**EXERCISE GOAL**
Output all lines exactly, with nothing added or dropped.

**DATA FOR THIS TASK**

══════════

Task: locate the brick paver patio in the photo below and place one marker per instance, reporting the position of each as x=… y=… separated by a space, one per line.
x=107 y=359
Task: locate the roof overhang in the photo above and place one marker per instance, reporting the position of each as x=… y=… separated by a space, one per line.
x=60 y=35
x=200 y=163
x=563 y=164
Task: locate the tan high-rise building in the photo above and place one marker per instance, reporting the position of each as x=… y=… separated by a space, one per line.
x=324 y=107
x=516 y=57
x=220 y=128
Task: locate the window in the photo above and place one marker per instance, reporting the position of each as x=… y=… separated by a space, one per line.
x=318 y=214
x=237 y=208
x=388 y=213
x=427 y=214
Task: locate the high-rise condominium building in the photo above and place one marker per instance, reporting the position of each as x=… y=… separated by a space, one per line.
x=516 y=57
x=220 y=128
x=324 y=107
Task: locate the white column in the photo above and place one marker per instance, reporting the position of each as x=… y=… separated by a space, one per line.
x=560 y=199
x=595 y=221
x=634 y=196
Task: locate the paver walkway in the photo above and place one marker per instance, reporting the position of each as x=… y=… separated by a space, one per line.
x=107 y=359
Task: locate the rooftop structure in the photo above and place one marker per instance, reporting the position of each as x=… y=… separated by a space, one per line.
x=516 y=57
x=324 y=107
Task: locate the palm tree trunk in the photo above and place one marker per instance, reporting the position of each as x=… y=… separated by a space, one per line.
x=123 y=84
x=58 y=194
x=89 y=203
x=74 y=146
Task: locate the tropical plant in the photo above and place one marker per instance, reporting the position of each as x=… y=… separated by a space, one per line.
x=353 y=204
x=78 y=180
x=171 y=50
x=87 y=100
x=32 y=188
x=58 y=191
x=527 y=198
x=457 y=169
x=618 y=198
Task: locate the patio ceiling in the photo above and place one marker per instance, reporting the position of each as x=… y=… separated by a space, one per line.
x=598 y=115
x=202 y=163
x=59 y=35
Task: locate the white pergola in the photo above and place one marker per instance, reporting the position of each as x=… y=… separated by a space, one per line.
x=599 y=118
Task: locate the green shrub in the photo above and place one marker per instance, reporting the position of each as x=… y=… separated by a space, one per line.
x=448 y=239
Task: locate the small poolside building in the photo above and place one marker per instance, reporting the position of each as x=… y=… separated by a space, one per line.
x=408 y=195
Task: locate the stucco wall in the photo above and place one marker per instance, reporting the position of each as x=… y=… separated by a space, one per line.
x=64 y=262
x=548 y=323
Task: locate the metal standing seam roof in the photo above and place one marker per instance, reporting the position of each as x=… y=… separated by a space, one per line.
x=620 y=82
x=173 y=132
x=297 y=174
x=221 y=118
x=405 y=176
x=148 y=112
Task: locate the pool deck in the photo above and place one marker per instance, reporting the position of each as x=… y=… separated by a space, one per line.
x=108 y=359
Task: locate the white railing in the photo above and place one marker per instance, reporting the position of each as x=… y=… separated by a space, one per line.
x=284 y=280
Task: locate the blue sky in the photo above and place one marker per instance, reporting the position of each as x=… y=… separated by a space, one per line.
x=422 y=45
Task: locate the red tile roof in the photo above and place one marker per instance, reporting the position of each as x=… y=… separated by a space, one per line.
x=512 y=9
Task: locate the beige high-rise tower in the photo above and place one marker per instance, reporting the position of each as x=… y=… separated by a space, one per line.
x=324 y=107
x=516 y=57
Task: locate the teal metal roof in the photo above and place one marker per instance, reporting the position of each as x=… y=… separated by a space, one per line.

══════════

**SOLUTION TO THIS EXERCISE**
Task: locate the brick paver patio in the photo below and place one marker per instance, reporting the position of each as x=… y=… separated by a space, one per line.
x=107 y=359
Task: locate the roof overhang in the photo above and place one marker per instance, reporting the position of each as x=… y=… separated by a space, one per line.
x=60 y=35
x=200 y=163
x=563 y=164
Task: locate the tan high-rise building in the photo above and place one marker per instance, reporting the position of each as x=… y=… separated by a space, one per line.
x=324 y=107
x=516 y=57
x=220 y=128
Task: locate the window in the photo above and place one marker per instance, reporting the position of each as x=… y=… separated by a space, one per line.
x=318 y=214
x=237 y=208
x=388 y=213
x=427 y=214
Task: locate the high-rise condominium building in the photo above and place one marker per instance, reporting the position of each as x=… y=… separated by a space, one per line.
x=516 y=57
x=220 y=128
x=324 y=107
Task: locate the white column in the photo above and place one marker per instance, reporting the position of each as x=… y=… separated by a space, one per line.
x=560 y=199
x=595 y=221
x=634 y=196
Task: locate the paver walkway in the photo above and place one marker per instance, reporting the position of each as x=… y=… separated by a space, one per line.
x=107 y=359
Task: locate the rooftop structure in the photo above and place one marker per instance, reporting the position of each as x=… y=… separated by a space, one per line.
x=516 y=57
x=324 y=107
Task: locate the palm tree trunk in the photo above and place one marker per instance, reporting the position of each as x=… y=… separated by a space, one per line.
x=123 y=84
x=58 y=194
x=89 y=203
x=74 y=146
Task: locate the tropical plant in the photo above and place one marker per instance, reporting the position of each as x=… y=… separated by a space, one per line.
x=353 y=204
x=78 y=180
x=171 y=50
x=87 y=100
x=32 y=188
x=58 y=191
x=527 y=198
x=457 y=169
x=618 y=198
Task: locate the patio ceiling in the photo above and place one marker per instance, reporting the position of each as x=… y=… separated by a space, one per line.
x=598 y=115
x=202 y=163
x=59 y=35
Task: locate the white pergola in the photo above and place one marker per instance, reporting the position of each as x=… y=… separated by a space, one per line.
x=599 y=118
Task: locate the green shrub in the photo above and place one marker per instance, reporting the position of each as x=… y=… separated by a space, one per line.
x=448 y=239
Task: locate the small poolside building in the photo above and place one marker per instance, reporting the position of each as x=… y=… separated by a space, one per line.
x=408 y=195
Task: locate the stucco wall in the photo above and place one marker per instance, reporting the position of each as x=… y=… separated by a space, one per line.
x=64 y=262
x=548 y=323
Task: locate the metal standing seam roof in the photo above and place one marker per instance, reporting the position of each as x=… y=… separated by a space, one per line.
x=620 y=82
x=173 y=132
x=297 y=174
x=221 y=118
x=405 y=176
x=148 y=112
Task: locate the pool deck in the photo above and place one marker per instance, reporting the position of each as x=… y=… separated by a space, one per line.
x=108 y=359
Task: locate the white railing in the photo above and place one marker per instance, reporting the position of each as x=… y=… separated by a space, one per line.
x=284 y=280
Task: locate the blue sky in the photo above and place one marker per instance, reporting the position of each as x=… y=… separated by a space, one per line.
x=422 y=45
Task: locate the red tile roof in the photo above and place one marker per instance, reporting the position of each as x=… y=… separated by a space, one per line.
x=512 y=9
Task: locate the beige high-rise tower in the photo above and place one marker per instance, reporting the position of each as x=… y=… separated by a space, one per line.
x=324 y=107
x=516 y=57
Task: locate the teal metal roof in the photo above and place one marker per instance, reporting the position of each as x=… y=… separated by a space, one per line.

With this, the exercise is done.